* _Selected passage_:
• • •

Generate & Submit Task
The most efficient way to use Parallec is by reviewing the example codes.
APIs on Request Generation
First lets check on the ones that are protocol independent.
- setTargetHostsFrom*() is critical to set the target hosts, you may check the details on the following section
- setConcurrency() is important when you want to change how fast/slow to send the requests.
Details on configs please check here.
API | Required | Default If Not Set | Details |
---|---|---|---|
setTargetHostsFrom*() | Required | No default. Must be set. | To set target host list from a string, list, line by lien text, jsonpath, and cms query from local or remote. |
setProtocol() | Optional | HTTP | Normally we do not need to set this. When you do prepare*() it is already set. When it is HTTPS. you will need to set it |
setConcurrency() | Optional | concurrencyDefault (1000) | The concurrency level. You may send 100,000 requests but send it very slowly. |
setConfig() | Optional | default values | Configs about various timeout, whether to auto save responses. whether to enable the response. This can set all the task level over writable configurations. |
setEnableCapacityAware TaskScheduler() | Optional | false: not enabled | After enabled, can accommodate the traffic. |
async() | Optional | false, default to sync mode. | To run the parallel task async . You may check if the task is completed later. |
Capacity aware scheduler
When enabled, task will be pushed to the wait queue instead of immediate execution. A daemon thread (by newSingleThreadScheduledExecutor) will check every 0.5 second if there is capacity to run a task from the wait queue.
This is useful to protect our application when there are multiple concurrent ParallelTasks, and each has high currency requirement.
By default this scheduler is disabled. This is unnecessary unless there are high load or tasks are submitted without our control (e.g. serve as a server).
APIs on Response Handling
API | Required | Default If Not Set | Details |
---|---|---|---|
handleInWorker() handleInManager() | Optional | HandleInManager() | Please check the Response Handler Location below for details. |
setResponseContext() | Optional | An empty hashmap | Useful when need to pass arbitrary objects from/to the response handler: e.g. pass in an Elastic Search or Kafka Client, or a hashmap to store / process / aggregate the responses. |
execute() | Required | n/a | Key function to execute the parallel task. It will first do a validation on required data before the execution. |
setAutoSaveLogToLocal() | Optional | False | Will auto save logs to the local file system. The logs by default are written to path "userdata/task/logs" folder. Note that it is user's responsibility to clearn these logs. |
setSaveResponseToTask() | Optional | False | If true, will save response to the ParallelTask object. In default, only status code is saved. |
Response Handler Location
This is about when to call the user defined response handler's onComplete() function.

• • •

* _Information provided_:
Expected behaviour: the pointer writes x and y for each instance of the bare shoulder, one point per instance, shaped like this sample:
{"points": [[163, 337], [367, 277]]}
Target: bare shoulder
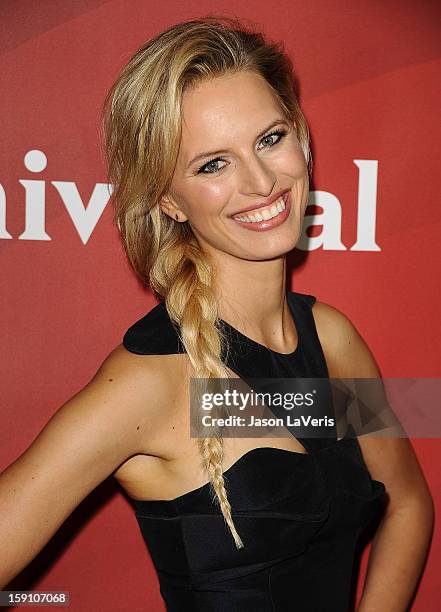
{"points": [[346, 352], [140, 387]]}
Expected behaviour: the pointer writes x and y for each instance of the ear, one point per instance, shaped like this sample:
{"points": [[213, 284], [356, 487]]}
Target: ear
{"points": [[170, 208]]}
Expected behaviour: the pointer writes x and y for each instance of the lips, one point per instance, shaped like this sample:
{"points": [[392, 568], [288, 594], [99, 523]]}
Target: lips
{"points": [[266, 204], [268, 224]]}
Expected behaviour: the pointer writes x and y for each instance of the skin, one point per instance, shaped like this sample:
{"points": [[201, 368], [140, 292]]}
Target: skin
{"points": [[228, 113], [128, 420]]}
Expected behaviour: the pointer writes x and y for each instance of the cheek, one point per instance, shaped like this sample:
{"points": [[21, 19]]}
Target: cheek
{"points": [[208, 199]]}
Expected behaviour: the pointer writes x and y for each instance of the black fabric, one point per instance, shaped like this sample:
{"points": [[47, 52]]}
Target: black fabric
{"points": [[299, 514]]}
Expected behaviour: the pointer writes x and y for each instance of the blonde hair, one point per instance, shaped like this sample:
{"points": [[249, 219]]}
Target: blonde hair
{"points": [[142, 130]]}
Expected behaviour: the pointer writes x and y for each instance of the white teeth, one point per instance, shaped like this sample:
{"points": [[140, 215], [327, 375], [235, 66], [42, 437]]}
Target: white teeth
{"points": [[265, 213]]}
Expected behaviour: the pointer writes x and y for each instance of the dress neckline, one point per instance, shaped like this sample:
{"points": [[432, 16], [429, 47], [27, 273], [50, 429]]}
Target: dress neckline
{"points": [[262, 347]]}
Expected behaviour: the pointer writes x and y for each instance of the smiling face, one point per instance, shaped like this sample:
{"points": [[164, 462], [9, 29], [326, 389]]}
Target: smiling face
{"points": [[255, 160]]}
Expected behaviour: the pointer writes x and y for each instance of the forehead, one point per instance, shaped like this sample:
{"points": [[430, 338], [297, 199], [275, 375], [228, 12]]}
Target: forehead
{"points": [[226, 107]]}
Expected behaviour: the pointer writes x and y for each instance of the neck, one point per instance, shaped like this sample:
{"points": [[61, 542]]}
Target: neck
{"points": [[252, 298]]}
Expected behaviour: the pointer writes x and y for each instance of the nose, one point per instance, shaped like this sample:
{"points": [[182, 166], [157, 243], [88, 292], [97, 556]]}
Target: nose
{"points": [[256, 177]]}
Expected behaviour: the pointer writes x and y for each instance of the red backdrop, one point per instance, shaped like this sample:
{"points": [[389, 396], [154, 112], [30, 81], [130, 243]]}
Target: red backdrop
{"points": [[367, 73]]}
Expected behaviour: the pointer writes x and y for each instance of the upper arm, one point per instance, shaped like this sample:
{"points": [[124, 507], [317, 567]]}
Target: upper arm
{"points": [[389, 459], [83, 443]]}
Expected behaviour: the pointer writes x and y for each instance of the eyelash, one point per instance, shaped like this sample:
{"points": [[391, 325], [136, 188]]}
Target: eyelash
{"points": [[282, 133]]}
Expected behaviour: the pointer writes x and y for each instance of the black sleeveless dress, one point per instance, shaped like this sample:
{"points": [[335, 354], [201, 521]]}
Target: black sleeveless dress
{"points": [[299, 515]]}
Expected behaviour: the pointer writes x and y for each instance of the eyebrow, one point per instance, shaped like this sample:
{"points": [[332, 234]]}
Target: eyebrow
{"points": [[211, 153]]}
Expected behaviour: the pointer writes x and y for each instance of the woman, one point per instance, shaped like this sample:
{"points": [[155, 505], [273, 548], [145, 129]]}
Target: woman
{"points": [[208, 154]]}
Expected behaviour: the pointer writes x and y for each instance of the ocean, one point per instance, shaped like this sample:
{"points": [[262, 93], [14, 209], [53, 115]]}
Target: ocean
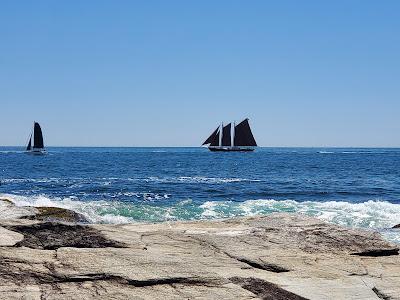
{"points": [[348, 186]]}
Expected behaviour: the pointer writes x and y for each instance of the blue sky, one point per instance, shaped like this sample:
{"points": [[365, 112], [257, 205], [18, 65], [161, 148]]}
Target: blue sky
{"points": [[165, 73]]}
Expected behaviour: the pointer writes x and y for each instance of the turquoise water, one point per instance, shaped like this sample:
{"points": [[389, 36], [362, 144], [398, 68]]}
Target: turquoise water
{"points": [[348, 186]]}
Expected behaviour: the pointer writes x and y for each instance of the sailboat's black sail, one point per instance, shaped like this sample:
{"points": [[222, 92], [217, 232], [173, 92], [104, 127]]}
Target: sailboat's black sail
{"points": [[215, 141], [243, 138], [243, 135], [226, 135], [38, 137], [29, 147], [211, 138], [35, 144]]}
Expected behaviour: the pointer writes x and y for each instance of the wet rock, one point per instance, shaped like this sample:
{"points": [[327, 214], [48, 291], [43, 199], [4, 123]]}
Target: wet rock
{"points": [[6, 201], [9, 238], [54, 214], [55, 235]]}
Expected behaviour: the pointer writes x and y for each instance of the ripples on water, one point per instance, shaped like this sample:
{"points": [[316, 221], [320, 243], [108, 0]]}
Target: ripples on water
{"points": [[353, 187]]}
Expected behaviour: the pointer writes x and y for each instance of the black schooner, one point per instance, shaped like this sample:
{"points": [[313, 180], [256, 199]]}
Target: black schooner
{"points": [[232, 138], [37, 137]]}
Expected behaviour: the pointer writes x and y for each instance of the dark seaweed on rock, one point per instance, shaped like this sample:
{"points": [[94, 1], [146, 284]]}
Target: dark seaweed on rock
{"points": [[52, 236]]}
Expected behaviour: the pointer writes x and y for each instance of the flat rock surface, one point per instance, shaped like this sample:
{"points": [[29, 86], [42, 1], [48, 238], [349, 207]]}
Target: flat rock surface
{"points": [[280, 256]]}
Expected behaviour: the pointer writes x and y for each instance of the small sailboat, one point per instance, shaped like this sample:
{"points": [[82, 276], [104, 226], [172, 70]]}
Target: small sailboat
{"points": [[232, 138], [37, 137]]}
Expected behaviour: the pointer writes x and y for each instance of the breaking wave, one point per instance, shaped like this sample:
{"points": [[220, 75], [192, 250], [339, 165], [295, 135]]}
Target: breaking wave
{"points": [[378, 215]]}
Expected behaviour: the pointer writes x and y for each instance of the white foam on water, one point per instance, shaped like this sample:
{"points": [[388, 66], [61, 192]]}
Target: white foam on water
{"points": [[196, 179], [377, 215]]}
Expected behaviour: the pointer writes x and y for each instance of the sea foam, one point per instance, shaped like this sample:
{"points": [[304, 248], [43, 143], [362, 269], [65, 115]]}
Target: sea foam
{"points": [[379, 215]]}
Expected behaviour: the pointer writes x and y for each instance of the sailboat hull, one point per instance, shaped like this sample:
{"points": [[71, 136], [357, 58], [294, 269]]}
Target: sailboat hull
{"points": [[230, 149], [36, 152]]}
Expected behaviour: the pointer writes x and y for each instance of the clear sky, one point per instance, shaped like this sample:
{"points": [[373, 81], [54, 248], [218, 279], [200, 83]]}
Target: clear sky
{"points": [[165, 73]]}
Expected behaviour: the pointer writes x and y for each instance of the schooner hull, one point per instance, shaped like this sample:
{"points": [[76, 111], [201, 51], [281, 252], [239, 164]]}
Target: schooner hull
{"points": [[230, 149]]}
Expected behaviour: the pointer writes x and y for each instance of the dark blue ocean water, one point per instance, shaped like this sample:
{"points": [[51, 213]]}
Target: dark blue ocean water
{"points": [[356, 187]]}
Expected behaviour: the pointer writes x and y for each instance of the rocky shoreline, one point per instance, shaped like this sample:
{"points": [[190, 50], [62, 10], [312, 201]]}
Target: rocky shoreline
{"points": [[50, 253]]}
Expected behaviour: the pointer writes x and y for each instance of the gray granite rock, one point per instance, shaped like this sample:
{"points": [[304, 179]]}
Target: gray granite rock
{"points": [[281, 256]]}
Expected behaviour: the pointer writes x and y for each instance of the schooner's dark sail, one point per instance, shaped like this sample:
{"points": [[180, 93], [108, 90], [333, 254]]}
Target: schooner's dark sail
{"points": [[226, 135], [215, 140], [38, 145], [243, 139], [38, 137], [29, 147], [211, 138], [243, 135]]}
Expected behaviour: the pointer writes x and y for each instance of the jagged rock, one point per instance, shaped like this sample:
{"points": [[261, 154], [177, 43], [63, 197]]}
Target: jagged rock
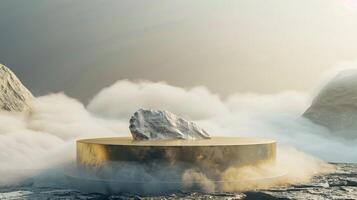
{"points": [[13, 95], [335, 107], [156, 124]]}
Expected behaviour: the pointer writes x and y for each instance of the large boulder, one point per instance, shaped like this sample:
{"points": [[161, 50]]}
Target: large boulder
{"points": [[156, 124], [335, 107], [13, 95]]}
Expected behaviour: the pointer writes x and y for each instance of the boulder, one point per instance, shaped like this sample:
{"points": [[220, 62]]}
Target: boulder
{"points": [[13, 95], [155, 125]]}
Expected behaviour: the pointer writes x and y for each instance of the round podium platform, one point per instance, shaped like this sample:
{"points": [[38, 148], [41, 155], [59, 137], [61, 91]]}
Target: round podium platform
{"points": [[217, 152]]}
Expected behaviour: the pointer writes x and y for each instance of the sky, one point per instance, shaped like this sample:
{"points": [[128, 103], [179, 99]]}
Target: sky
{"points": [[229, 46]]}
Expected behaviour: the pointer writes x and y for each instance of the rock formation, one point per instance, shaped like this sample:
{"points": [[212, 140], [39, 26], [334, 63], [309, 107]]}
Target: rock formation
{"points": [[335, 107], [13, 95], [156, 124]]}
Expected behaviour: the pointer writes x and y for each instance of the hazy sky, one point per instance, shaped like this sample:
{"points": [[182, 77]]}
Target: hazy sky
{"points": [[229, 46]]}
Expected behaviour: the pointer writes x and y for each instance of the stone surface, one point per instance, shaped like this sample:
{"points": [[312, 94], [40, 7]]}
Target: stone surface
{"points": [[335, 107], [13, 95], [340, 184], [157, 124]]}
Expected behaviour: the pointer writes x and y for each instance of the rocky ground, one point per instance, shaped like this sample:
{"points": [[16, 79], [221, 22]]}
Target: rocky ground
{"points": [[341, 184]]}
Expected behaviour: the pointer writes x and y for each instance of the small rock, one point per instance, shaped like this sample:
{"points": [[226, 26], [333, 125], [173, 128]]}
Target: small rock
{"points": [[156, 125]]}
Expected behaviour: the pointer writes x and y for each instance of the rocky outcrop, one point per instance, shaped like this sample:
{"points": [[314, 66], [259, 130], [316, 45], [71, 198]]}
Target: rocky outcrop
{"points": [[156, 124], [13, 95], [335, 107]]}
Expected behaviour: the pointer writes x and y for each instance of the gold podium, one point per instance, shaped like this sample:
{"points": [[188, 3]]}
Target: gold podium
{"points": [[217, 153]]}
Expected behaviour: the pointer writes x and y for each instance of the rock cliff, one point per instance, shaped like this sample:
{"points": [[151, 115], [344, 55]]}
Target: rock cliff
{"points": [[335, 107], [156, 124]]}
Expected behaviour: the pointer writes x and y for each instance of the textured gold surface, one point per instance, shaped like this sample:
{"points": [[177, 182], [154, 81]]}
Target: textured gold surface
{"points": [[217, 153]]}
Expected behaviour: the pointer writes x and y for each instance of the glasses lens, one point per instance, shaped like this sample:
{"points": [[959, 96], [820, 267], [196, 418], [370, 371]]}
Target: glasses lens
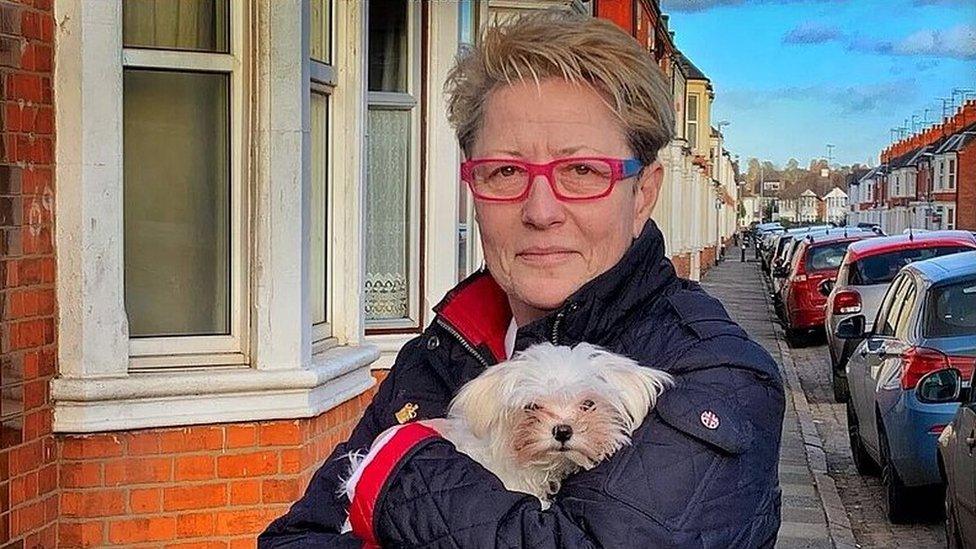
{"points": [[583, 178], [499, 179]]}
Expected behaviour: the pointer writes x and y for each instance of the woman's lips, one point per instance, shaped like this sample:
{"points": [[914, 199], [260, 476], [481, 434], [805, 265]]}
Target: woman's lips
{"points": [[545, 256]]}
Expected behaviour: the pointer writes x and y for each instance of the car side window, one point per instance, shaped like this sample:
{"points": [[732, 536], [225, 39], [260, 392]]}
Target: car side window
{"points": [[885, 323], [902, 322]]}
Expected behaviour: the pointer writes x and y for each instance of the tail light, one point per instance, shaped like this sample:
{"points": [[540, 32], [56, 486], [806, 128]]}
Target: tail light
{"points": [[847, 302], [918, 361]]}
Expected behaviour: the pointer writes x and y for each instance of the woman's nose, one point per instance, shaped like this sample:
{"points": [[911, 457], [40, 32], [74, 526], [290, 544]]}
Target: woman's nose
{"points": [[541, 208]]}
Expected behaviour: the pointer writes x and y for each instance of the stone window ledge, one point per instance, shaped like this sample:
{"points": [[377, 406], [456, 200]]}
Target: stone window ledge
{"points": [[193, 397]]}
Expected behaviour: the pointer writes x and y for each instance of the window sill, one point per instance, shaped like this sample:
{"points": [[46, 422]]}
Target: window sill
{"points": [[193, 397]]}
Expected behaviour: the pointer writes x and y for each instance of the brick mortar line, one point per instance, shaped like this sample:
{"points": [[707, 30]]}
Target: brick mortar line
{"points": [[838, 523]]}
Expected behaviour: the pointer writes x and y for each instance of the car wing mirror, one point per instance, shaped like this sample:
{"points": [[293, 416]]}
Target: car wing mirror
{"points": [[851, 328], [940, 386], [826, 287]]}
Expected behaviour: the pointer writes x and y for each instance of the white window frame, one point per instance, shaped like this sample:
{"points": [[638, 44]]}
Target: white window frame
{"points": [[692, 121], [408, 101], [951, 173], [96, 390], [230, 349], [322, 80]]}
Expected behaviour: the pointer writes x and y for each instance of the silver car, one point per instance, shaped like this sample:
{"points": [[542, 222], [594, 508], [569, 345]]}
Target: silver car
{"points": [[864, 276]]}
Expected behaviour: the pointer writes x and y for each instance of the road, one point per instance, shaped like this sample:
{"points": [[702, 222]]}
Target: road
{"points": [[855, 518]]}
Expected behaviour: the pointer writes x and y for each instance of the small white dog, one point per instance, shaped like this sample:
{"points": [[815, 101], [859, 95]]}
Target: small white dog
{"points": [[544, 415], [549, 412]]}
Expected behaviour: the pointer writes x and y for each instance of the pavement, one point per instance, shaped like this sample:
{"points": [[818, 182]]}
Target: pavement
{"points": [[813, 513]]}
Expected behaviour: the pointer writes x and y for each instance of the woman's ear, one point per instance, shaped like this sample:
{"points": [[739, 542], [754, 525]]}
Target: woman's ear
{"points": [[648, 188]]}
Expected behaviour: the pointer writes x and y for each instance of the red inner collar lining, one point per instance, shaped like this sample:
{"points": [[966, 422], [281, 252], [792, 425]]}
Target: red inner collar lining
{"points": [[481, 314]]}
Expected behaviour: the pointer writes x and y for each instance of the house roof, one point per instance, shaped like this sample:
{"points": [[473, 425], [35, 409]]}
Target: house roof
{"points": [[958, 141], [905, 160], [856, 175], [872, 173], [689, 68]]}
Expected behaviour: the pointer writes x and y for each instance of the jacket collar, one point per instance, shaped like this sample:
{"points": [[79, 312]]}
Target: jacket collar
{"points": [[478, 309]]}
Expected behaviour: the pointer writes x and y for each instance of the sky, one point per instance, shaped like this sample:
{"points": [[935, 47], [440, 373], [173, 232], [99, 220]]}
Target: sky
{"points": [[792, 76]]}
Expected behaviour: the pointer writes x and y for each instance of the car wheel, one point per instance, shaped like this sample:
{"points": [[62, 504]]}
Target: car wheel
{"points": [[841, 393], [953, 538], [862, 461], [897, 496]]}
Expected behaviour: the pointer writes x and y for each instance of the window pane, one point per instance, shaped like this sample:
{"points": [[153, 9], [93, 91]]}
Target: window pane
{"points": [[199, 25], [387, 215], [320, 200], [322, 30], [176, 203], [388, 46]]}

• • •

* _Exercise aim_: Write out the part of the Parallec task documentation between "- setTargetHostsFrom*() is" and "send the requests.", inclusive. The records have no connection to the Parallec task documentation.

* _Written answer_:
- setTargetHostsFrom*() is critical to set the target hosts, you may check the details on the following section
- setConcurrency() is important when you want to change how fast/slow to send the requests.